#### EXCERPTED TEXT:
_ _ _ _

The variance of a data set can be denoted as the averaged squared distance of a set of values from their mean. Thereby, we can conclude that a small variance means that the data points are packed closer towards the mean whereas a large variance means that the data points are spread out further from the mean. As aforementioned, unlike standard deviation, this is the average squared distance of the set of values from the mean. The sample variance is denoted by the symbol, $s^2$, whereas the population variance is denoted by the symbol, $\sigma^2$.

Ungrouped Data

$$\text{Variance, } s^2 = \frac{\sum x^2}{n}-\bar{x}^2$$

In which,

Note: The process is the same for calculating as the examples shown above for standard deviation.

_ _ _ _

#### RECORD EXTRACTS:
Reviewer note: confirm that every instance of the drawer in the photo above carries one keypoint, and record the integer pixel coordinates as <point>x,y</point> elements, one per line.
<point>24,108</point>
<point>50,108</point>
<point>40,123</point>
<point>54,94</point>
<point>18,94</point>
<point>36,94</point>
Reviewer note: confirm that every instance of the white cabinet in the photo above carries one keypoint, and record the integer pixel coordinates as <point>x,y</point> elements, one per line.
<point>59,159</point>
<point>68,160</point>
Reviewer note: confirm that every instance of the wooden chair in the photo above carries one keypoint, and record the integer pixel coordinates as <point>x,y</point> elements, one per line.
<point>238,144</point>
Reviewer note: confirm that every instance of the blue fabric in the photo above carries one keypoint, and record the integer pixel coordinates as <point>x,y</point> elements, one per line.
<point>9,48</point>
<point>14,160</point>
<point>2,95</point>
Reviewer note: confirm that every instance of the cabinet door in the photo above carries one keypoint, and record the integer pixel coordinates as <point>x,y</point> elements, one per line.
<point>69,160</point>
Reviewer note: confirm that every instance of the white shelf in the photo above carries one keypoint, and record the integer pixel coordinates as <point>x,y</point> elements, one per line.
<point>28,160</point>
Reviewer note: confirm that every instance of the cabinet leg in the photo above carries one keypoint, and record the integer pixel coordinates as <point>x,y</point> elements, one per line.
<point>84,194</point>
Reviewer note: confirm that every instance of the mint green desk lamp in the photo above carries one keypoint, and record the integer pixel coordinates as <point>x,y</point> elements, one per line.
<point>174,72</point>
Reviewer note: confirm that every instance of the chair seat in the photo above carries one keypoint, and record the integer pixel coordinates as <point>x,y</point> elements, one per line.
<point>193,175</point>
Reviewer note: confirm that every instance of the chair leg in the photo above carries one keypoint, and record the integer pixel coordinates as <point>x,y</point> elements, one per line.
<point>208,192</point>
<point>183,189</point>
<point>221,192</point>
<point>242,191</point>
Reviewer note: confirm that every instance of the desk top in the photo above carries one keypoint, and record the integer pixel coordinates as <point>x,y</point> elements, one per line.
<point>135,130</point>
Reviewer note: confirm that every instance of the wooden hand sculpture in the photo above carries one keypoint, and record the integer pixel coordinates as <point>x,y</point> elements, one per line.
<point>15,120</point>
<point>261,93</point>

_ _ _ _

#### WHAT YOU WILL DO:
1 – In the variance text, what does a small variance indicate about the data points?
2 – Pick up the variance text after its final sentence and carry it forward.

#### TASK-BY-TASK OUTPUTS:
1 – The data points are packed closer towards the mean.

2 –
Grouped Data

$$\text{Variance, } s^2 = \frac{\sum{fx^2}}{\sum{f}}-\bar{x}^2$$

In which,

Note: The process is the same for calculating as the examples shown above for standard deviation.

3. Range

Inherently, the range of a data set is total spread of the data, highlighting the disparity of the data set from the smallest value (minimum) to the largest value (maximum). The range gives the most basic idea of variability as it projects how far apart the extreme values of the data set are.

Ungrouped Data

$$\text{Range} = M_{v}-L_{v}$$

In which,

$$\begin{align*} M_{v} &= \text{maximum value of the data set} \\ L_{v} &= \text{minimum value of the data set} \\ \end{align*}$$

For example, given the data values: $15, 14, 15, 27, 51, 31, 141$.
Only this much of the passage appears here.